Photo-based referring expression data

+-------+

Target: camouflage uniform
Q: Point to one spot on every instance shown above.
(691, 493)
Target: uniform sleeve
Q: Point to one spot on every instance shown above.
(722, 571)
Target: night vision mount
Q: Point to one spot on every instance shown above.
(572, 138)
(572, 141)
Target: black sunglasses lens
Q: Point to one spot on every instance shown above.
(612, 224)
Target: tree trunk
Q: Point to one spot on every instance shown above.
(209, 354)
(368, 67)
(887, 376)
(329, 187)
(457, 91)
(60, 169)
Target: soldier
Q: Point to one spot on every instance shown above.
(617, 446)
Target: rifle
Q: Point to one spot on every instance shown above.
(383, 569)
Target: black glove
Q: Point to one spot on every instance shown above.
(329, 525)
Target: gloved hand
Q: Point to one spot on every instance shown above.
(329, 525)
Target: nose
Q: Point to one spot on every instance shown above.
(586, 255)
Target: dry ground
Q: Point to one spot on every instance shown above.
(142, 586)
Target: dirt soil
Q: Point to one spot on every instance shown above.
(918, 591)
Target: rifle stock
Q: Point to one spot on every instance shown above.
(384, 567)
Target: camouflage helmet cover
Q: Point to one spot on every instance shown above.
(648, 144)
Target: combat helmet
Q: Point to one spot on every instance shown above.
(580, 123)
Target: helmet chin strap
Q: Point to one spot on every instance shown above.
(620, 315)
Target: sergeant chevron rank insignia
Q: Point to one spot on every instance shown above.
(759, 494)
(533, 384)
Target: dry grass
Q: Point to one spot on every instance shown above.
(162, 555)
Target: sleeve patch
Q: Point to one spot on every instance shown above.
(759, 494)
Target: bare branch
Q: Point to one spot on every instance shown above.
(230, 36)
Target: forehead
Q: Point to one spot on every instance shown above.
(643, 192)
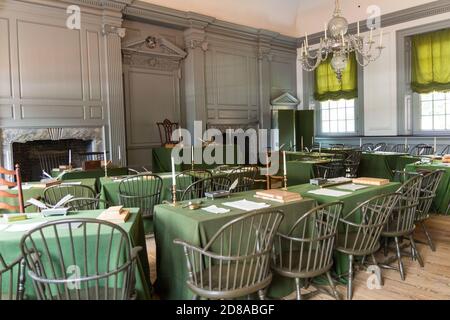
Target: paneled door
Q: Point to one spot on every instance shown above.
(150, 97)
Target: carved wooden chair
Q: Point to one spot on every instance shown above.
(236, 260)
(166, 128)
(10, 184)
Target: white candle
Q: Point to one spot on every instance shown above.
(435, 145)
(173, 172)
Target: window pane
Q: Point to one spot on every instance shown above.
(427, 123)
(427, 108)
(341, 114)
(350, 113)
(341, 125)
(439, 96)
(333, 126)
(427, 97)
(350, 125)
(439, 107)
(333, 114)
(439, 122)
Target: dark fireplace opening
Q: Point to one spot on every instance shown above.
(28, 155)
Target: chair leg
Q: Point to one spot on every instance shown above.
(333, 287)
(298, 288)
(416, 252)
(430, 242)
(386, 243)
(399, 257)
(381, 274)
(350, 278)
(262, 294)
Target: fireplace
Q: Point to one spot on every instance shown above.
(22, 145)
(28, 154)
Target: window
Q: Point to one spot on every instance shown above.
(435, 111)
(338, 116)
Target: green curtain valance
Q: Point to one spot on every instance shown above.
(430, 62)
(328, 87)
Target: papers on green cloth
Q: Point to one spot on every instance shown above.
(215, 209)
(246, 205)
(330, 193)
(351, 187)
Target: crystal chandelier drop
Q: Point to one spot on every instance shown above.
(340, 44)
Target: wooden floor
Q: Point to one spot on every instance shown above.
(431, 282)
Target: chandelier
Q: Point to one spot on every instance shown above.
(338, 43)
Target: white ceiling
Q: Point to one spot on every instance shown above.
(288, 17)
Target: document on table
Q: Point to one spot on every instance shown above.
(215, 209)
(246, 205)
(23, 227)
(330, 193)
(351, 187)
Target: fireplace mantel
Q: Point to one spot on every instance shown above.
(8, 136)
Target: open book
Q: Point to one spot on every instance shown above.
(115, 215)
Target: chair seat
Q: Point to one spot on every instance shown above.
(305, 270)
(235, 289)
(356, 244)
(391, 225)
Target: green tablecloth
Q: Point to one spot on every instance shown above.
(300, 172)
(161, 159)
(442, 200)
(10, 241)
(86, 174)
(350, 202)
(109, 191)
(381, 165)
(35, 192)
(290, 156)
(197, 227)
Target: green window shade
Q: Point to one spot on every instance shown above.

+-------+

■ Action item
Find every line in the records that uses the string "sleeve", then copy it.

■ Answer below
Target: uniform sleeve
Target: sleeve patch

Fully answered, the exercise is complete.